> [TASK INSTRUCTIONS]
A) Answer these questions using the earnings call transcript.
(i) How much cash was on hand at March 31?
(ii) What was the weighted average cost of debt at quarter end?
(iii) About what share of time sales does local now make up?
B) For each statement below, say whether it agrees with the earnings call transcript, and quote the words that decide it.
(i) Capital spending in the first quarter was $2.8 million.
(ii) About $48 million was drawn under the revolving line of credit at March 31.
(iii) In the first quarter, 1.5 million shares of Class A common stock were repurchased.
C) Write the next part of the earnings call transcript, picking up where it stops.

> [SELECTED TEXT]

With that, Lucy will take you through the balance sheet and cash flow highlights.

Lucy Rutishauser

Cash programming payments were $23.7 million in the first quarter and capital spending was $2.8 million in the first quarter. We had $11.2 million of cash on hand at March 31 and $1,332.8 million of debt which includes $57.4 million of non recourse and variable interest density debt that we are required to consolidate on our books.

At March 31, we had $120.5 million drawn under our revolving line of credit and approximately $48 million available of our $168.6 million commitment. Leverage at the operating company was 3.08 times at quarter end on an accompanying requirement of 6.5 times and if we add a leverage test to the holding company, it would be estimated at 5.69 times.

Our weighted average cost of debt at quarter end was 5.7%. During the first quarter we repurchased 1.5 million shares of our Class A common stock, at $50.7 million face amount at 3% convert and $1 million face amount of our 6% subordinated convertible bonds. On some of these repurchased, we previously reported to you on our February call and in our recently filed 10-K.

As discussed previously the accounting for our 3% senior convertible bonds has changed pursuant to adopting ATV-14-1 which addresses accounting for convertible debt instruments that may be settled in cash upon conversion. Per ATV-14-1 companies with convertible securities can be settled in cash at conversion, must account for this security in its liability and equity component, thereby recording a debt discount.

As a result, non cash interest expense was increased by approximately $.9 million in 2008 and $6.4 million in 2007. We expect to record an additional $12.1 million of non cash interest expense in 2009 and $4.5 million in 2010 as a result of the discounted amortization assuming the May 2010 flip date. This is already reflected in the guidance provided in our earnings release this morning.

In addition, the 3% face amount carried on the balance sheet at December 31, 2008 was reduced by a $13.8 million debt discount. We have included on our website the re-classes made to our 2008 income statement from adopting ATV-14-1 as well as the re-statements required pursuant to the adoption of FAS-160 which is accounting for non controlling interest.

Steve Marks will now take you through our operating performance.

Steven Marks

Good morning everyone. While we came in slightly ahead of our guidance, the advertising environment continues to be challenging. Visibility continues to be minimal. Including political local time sales in the first quarter were done 18.3%. The national was down 31.3%. Excluding political, local was down 17.3% while national was down 28.8%.

Local now makes up approximately 70.5% of our time sales. Approximately 2.6% of the decline in net broadcast revenues was due to the Super Bowl being aired on NBC as compared to Fox last year.

> [DATASET]
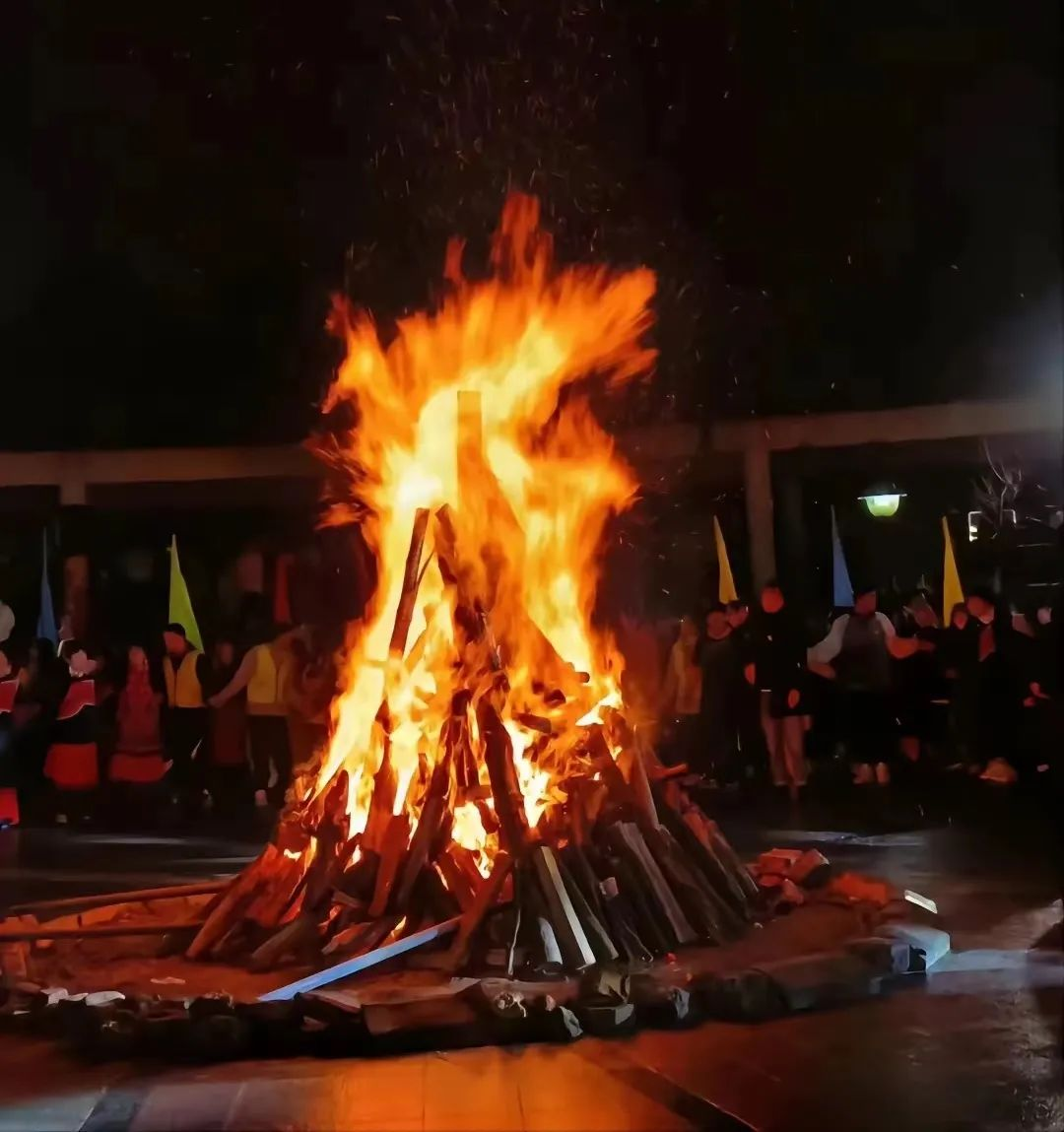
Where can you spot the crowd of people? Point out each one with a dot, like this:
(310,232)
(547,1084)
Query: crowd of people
(746,697)
(161,724)
(753,691)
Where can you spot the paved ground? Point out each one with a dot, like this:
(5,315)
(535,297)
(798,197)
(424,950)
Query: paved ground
(978,1046)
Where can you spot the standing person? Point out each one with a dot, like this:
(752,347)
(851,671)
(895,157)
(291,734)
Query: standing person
(959,645)
(137,766)
(858,651)
(42,683)
(230,773)
(682,697)
(920,683)
(7,621)
(309,697)
(1003,655)
(721,681)
(9,814)
(1041,700)
(73,761)
(747,707)
(264,674)
(777,671)
(184,723)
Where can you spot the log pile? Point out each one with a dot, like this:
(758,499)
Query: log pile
(621,865)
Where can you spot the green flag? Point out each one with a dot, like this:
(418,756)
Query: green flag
(180,603)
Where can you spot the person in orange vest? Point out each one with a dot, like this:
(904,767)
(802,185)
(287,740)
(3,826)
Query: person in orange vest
(311,686)
(264,675)
(186,670)
(682,698)
(8,766)
(137,764)
(73,760)
(230,776)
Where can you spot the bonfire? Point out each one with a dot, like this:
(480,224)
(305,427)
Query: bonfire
(481,782)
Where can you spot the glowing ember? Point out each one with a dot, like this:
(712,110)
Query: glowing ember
(462,409)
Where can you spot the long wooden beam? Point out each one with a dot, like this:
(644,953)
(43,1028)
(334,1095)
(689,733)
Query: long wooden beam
(892,426)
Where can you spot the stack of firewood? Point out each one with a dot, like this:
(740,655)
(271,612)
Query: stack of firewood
(621,866)
(639,872)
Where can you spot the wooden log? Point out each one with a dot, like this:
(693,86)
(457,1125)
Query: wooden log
(505,788)
(622,920)
(432,896)
(457,955)
(455,880)
(418,853)
(135,896)
(293,937)
(234,900)
(724,852)
(630,835)
(363,937)
(601,944)
(363,963)
(93,931)
(381,800)
(579,868)
(392,853)
(699,904)
(651,926)
(404,610)
(632,766)
(539,934)
(576,950)
(701,853)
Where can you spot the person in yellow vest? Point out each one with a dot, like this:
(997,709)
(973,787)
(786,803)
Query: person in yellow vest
(184,726)
(264,675)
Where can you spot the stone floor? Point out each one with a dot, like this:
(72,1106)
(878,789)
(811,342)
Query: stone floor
(977,1046)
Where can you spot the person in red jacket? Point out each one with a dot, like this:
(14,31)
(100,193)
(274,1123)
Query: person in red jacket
(9,813)
(73,761)
(137,765)
(230,771)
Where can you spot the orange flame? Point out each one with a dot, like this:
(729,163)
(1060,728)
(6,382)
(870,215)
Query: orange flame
(531,486)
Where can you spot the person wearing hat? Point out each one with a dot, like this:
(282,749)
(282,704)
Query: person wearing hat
(73,761)
(9,814)
(263,676)
(777,673)
(184,726)
(1003,654)
(857,652)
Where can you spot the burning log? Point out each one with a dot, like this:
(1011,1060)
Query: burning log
(472,919)
(392,852)
(411,581)
(598,937)
(499,759)
(629,840)
(362,963)
(234,900)
(456,880)
(576,951)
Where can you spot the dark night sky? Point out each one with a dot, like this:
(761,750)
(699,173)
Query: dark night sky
(848,204)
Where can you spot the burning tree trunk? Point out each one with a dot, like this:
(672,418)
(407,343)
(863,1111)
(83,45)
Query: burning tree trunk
(481,764)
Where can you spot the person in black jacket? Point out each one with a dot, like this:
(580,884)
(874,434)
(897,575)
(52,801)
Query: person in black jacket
(721,681)
(777,670)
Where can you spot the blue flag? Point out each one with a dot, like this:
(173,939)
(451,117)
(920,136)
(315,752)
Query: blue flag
(46,617)
(842,591)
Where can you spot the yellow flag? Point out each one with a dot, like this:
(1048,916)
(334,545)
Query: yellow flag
(180,603)
(952,593)
(727,591)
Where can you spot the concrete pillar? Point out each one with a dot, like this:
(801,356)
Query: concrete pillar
(758,484)
(71,492)
(795,549)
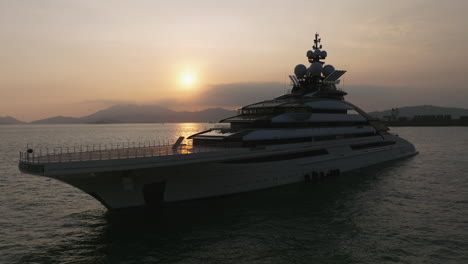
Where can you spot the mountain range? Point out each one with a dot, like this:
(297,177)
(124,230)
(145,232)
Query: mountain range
(131,113)
(8,120)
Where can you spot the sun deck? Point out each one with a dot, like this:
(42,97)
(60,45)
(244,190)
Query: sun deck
(111,152)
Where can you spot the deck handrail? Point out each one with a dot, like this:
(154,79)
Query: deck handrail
(109,151)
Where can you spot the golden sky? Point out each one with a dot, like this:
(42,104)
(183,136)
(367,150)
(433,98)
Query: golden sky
(64,57)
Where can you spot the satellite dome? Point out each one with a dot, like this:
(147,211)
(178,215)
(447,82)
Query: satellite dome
(323,54)
(328,69)
(300,70)
(315,69)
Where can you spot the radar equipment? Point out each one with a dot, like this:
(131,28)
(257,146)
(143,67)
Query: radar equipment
(317,79)
(294,80)
(333,77)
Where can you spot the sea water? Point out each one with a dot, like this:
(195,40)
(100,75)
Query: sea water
(413,210)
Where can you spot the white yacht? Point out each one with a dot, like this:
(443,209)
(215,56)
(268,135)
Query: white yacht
(305,135)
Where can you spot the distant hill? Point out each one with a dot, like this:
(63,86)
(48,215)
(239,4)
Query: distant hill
(411,111)
(130,113)
(59,120)
(8,120)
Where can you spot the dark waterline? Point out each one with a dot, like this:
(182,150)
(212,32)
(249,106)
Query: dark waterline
(408,211)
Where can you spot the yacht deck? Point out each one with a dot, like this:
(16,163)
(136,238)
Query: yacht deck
(109,152)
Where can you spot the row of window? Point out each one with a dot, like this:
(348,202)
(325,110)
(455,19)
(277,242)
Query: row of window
(260,111)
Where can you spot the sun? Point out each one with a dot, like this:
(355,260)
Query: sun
(187,79)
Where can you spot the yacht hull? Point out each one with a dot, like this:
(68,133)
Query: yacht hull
(227,174)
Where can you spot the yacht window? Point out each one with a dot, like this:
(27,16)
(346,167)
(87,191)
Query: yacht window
(372,145)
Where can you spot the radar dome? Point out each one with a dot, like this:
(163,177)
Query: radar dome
(323,54)
(300,70)
(315,69)
(328,69)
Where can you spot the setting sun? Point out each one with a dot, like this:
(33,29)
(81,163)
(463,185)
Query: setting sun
(188,79)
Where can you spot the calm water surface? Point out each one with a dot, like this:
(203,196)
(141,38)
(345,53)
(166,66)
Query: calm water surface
(409,211)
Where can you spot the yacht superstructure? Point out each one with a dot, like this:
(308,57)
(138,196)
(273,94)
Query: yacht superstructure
(307,134)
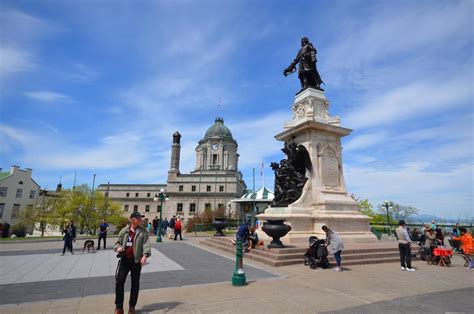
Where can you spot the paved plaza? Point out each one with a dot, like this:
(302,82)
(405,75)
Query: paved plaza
(185,278)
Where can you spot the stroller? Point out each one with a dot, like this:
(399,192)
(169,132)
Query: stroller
(317,254)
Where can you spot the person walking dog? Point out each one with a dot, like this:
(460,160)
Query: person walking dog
(404,246)
(133,248)
(69,235)
(335,243)
(103,228)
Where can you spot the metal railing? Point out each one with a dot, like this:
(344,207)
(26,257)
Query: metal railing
(383,228)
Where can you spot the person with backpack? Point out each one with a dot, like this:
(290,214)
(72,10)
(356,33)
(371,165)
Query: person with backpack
(334,241)
(404,246)
(171,225)
(177,229)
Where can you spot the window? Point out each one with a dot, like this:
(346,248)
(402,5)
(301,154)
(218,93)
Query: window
(16,209)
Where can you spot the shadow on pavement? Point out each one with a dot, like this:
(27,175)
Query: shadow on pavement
(166,306)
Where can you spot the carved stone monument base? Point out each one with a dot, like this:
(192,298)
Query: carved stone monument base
(324,200)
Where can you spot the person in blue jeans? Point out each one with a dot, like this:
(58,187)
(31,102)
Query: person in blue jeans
(103,228)
(335,243)
(69,236)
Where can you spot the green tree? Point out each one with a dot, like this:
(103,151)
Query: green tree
(37,217)
(86,210)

> [YOUR RESPONSES]
A)
(i) $11.2 million
(ii) 5.7%
(iii) Approximately 70.5%

B)
(i) Yes: "capital spending was $2.8 million in the first quarter"
(ii) No: "we had $120.5 million drawn under our revolving line of credit and approximately $48 million available"
(iii) Yes: "During the first quarter we repurchased 1.5 million shares of our Class A common stock"

C)
As expected, we had declines in just about every category during the first quarter due to the recession with the exception of grocery, breakfast foods and travel which were up an insignificant amount.

The automotive category was exceptionally weak, down 46.3% but in line with our expectation. Automotive has now dropped to be our second largest advertising category as 13.7% of time sales. It has been replaced by the service category which despite being down 19.2% in the quarter, now represents 16.7% of our time sales.

Other categories that were down significantly were movies, fast food and pharmacy. All affiliation on both and including and excluding political basis were down in first quarter.

Political revenues were $300,000 in the first quarter versus $3.2 million in the same period last year. We outperformed the industry however in first quarter based on the TVD advertising survey of 750 stations time sales which were down approximately 28% versus our time sales performance of down 22.6%.

Our stations also grew their total market shares on average. With all but two markets our total share including political increased to 18.8% from 18.4%.

Turning to our second quarter outlook, as I mentioned, visibility continues to be limited and it is unclear what will happen with the automotive sector given Chrysler's bankruptcy and the possibility of a GM filing as well. With that said, our expectation is that the second quarter net broadcast revenues will be down by high teen percents from our second quarter 2008 net broadcast revenues of $163.7 million.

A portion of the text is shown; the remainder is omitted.